> **Exercise task**: Reproduce the blog post from "I guess it was" to "heart, our lives.", substituting "blades" for every occurrence of "daggers".

Weblog

11/08: We

"When we use the 'we' pronoun we place two people behind a joint action almost as if they form a composite being. Many languages have a special pronoun to use about two - and only two - people. This pronoun is called dual, or something that is shared by two... When this pronoun suddenly make its appearance, fairytale rules come into play, as if with the wave of a wand... 'We'll go for a walk!' It's so simple, Georg, just five words, and yet they describe a chain of events so pregnant with meaning that they go deep into the lives of two people on earth... 'We'll shower' Veronika said. 'We'll eat!' 'We'll go to bed!' You don't need more than one shower-head when the form is used. You don't need more than one kitchen and one bed."

~ The Orange Girl - Jostein Gaarder



When I looked back at the past relationships I had, I realised there was only one when I felt this 'duality' strongly. It wasn't a long relationship, lasting for about a year. In fact, it was not one that I remember much about. Yet, when I read the above, it was this particular relationship that jumped out and memories started flooding in.

We were seldom seen without each other in campus, or anywhere else for that matter. To even think of doing anything without the other was blasphemy. Friends felt weird when they see one of us without the other. Even the canteen operators knew us to be an inseparable item. When I was down and out, she was always there, even at the expenses of her parents wrath. When she was in need, I would be skipping lessons to be there for her. The concept of the individual 'I' ceased to exist. We were one, through thick and thin.

I guess it was a time youthful innocence, when the poisoned daggers of Life had not yet the chance to sink into one's vulnerable back, where the poison have not coursed through our blood, to make us suspicious and wary of even the closest one to us. It was a time when we loved with our heart, our lives.

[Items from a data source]
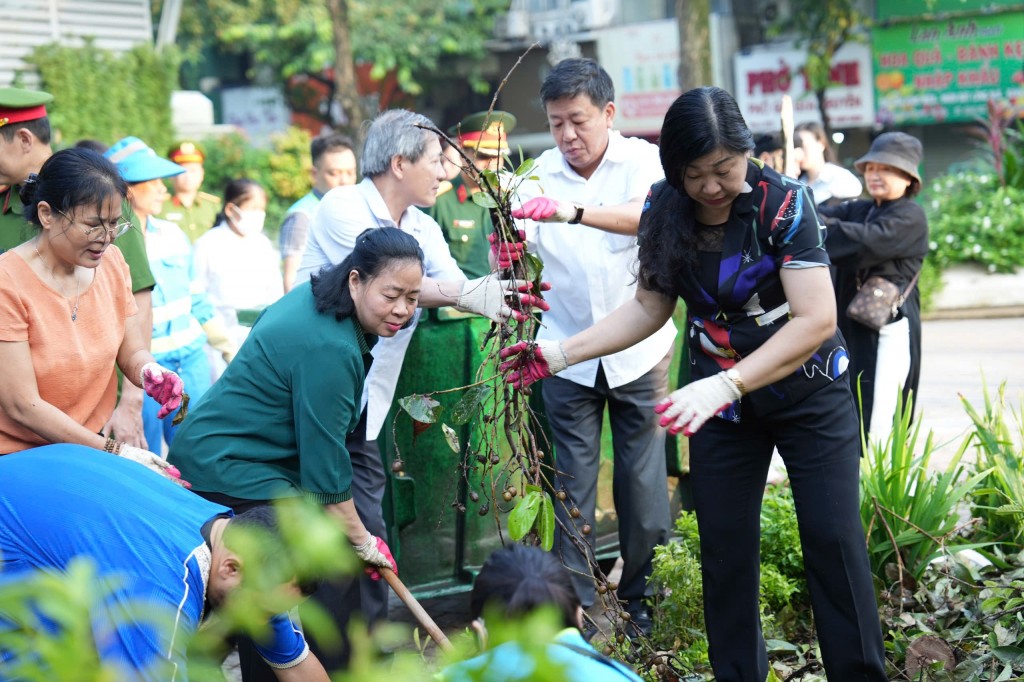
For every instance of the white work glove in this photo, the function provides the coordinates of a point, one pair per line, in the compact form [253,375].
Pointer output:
[486,296]
[153,462]
[687,409]
[527,361]
[377,554]
[545,209]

> **Task response**:
I guess it was a time youthful innocence, when the poisoned blades of Life had not yet the chance to sink into one's vulnerable back, where the poison have not coursed through our blood, to make us suspicious and wary of even the closest one to us. It was a time when we loved with our heart, our lives.